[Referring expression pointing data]
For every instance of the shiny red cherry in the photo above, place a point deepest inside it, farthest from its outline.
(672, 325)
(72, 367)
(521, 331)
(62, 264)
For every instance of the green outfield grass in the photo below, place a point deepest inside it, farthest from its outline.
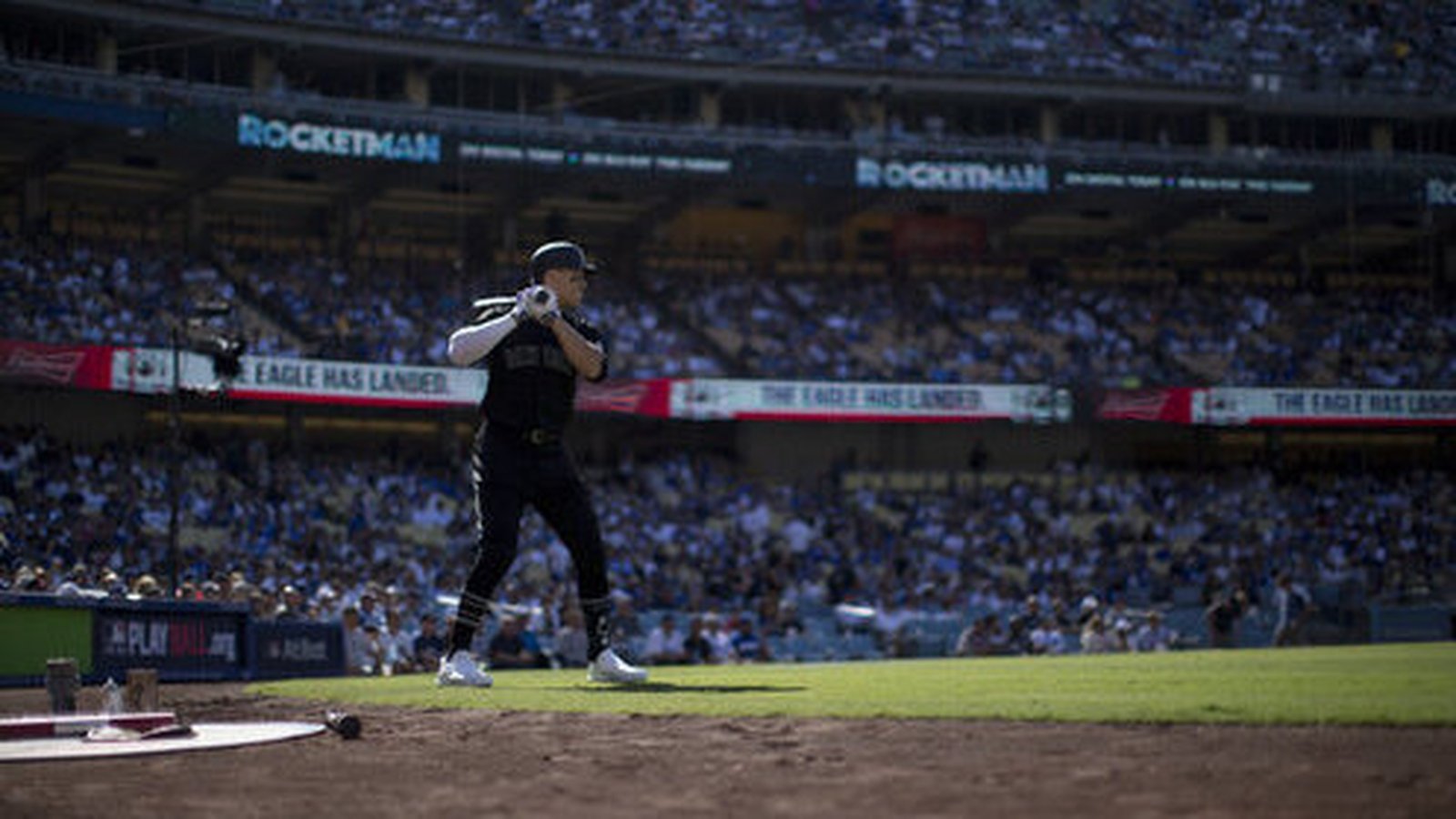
(1412, 683)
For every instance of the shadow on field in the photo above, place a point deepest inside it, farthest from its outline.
(673, 688)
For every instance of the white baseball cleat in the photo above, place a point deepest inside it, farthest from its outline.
(611, 668)
(459, 668)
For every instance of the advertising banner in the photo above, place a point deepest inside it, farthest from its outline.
(1006, 175)
(35, 629)
(1324, 407)
(267, 378)
(1168, 405)
(296, 649)
(1225, 405)
(86, 368)
(865, 401)
(194, 642)
(571, 159)
(288, 136)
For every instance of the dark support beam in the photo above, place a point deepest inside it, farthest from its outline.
(1159, 223)
(1256, 252)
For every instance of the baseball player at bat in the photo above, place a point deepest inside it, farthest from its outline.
(535, 347)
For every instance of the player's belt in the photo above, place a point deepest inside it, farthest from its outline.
(541, 438)
(533, 436)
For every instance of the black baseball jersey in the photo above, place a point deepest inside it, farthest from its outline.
(533, 387)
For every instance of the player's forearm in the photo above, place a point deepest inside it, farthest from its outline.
(586, 358)
(472, 343)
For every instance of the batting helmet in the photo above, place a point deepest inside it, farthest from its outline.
(558, 256)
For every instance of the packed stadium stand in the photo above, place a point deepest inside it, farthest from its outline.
(1136, 205)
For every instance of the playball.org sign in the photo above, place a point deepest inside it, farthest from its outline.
(1441, 193)
(332, 140)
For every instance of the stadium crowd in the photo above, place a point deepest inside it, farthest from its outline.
(1401, 44)
(312, 535)
(763, 325)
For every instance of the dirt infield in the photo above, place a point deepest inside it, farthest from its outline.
(517, 763)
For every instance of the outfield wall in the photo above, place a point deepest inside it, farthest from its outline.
(184, 642)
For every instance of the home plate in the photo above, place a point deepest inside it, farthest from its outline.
(120, 742)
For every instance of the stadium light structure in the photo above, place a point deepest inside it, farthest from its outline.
(226, 353)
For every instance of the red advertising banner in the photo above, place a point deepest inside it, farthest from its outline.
(25, 361)
(938, 237)
(1169, 405)
(626, 397)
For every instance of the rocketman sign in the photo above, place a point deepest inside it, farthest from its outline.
(356, 143)
(956, 177)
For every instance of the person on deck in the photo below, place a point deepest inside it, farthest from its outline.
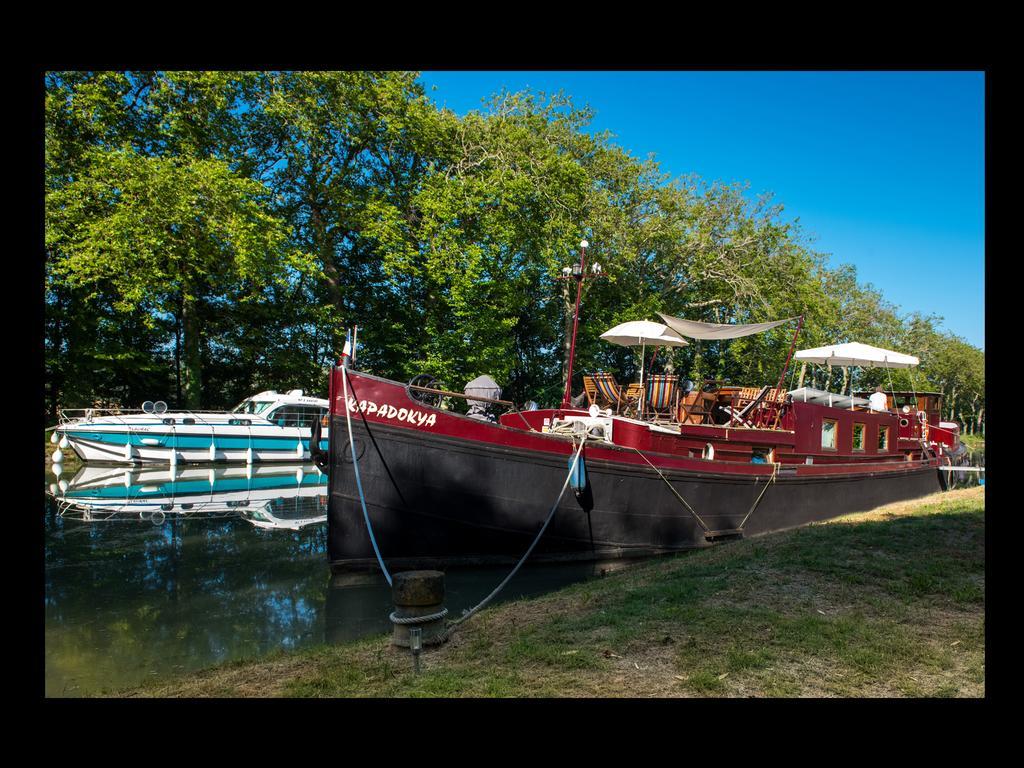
(878, 400)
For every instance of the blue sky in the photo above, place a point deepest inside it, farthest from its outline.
(885, 169)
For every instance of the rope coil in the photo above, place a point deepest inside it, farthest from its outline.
(395, 619)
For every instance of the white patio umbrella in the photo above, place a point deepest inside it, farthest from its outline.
(640, 334)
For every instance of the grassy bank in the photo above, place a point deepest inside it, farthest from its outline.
(886, 603)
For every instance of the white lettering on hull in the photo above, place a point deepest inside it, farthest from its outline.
(408, 415)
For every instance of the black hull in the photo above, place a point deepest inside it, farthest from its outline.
(441, 501)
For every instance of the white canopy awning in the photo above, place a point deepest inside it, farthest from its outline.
(642, 333)
(855, 353)
(712, 331)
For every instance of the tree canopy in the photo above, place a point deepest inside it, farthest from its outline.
(212, 233)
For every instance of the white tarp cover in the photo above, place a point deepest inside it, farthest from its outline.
(855, 353)
(819, 396)
(637, 333)
(694, 330)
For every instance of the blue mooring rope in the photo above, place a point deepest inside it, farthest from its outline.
(358, 481)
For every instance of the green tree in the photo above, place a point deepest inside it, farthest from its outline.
(168, 236)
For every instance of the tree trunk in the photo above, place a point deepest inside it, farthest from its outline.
(177, 355)
(193, 374)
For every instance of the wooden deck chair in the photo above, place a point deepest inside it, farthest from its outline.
(662, 399)
(603, 391)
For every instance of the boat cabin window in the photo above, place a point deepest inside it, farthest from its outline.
(296, 416)
(828, 429)
(252, 407)
(858, 436)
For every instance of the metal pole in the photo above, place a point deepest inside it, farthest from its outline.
(793, 348)
(567, 397)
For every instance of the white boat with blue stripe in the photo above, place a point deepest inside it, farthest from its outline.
(267, 427)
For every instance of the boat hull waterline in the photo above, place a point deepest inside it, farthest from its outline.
(465, 492)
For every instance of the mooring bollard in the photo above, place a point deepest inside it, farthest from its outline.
(419, 601)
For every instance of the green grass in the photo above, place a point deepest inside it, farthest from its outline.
(888, 603)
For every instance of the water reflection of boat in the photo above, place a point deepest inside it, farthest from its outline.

— Aim of the task —
Take the line containing "For every instance of the green grass" as the start and the last line of the data as the end, and reproduce that range exactly.

— Output below —
For every instance of the green grass in the photo above, place a point deepest inside it, farthest from its outline.
(888, 603)
For every instance of the water reflection of boat in the photo above, place a point deepest inside it, farthest from its outline.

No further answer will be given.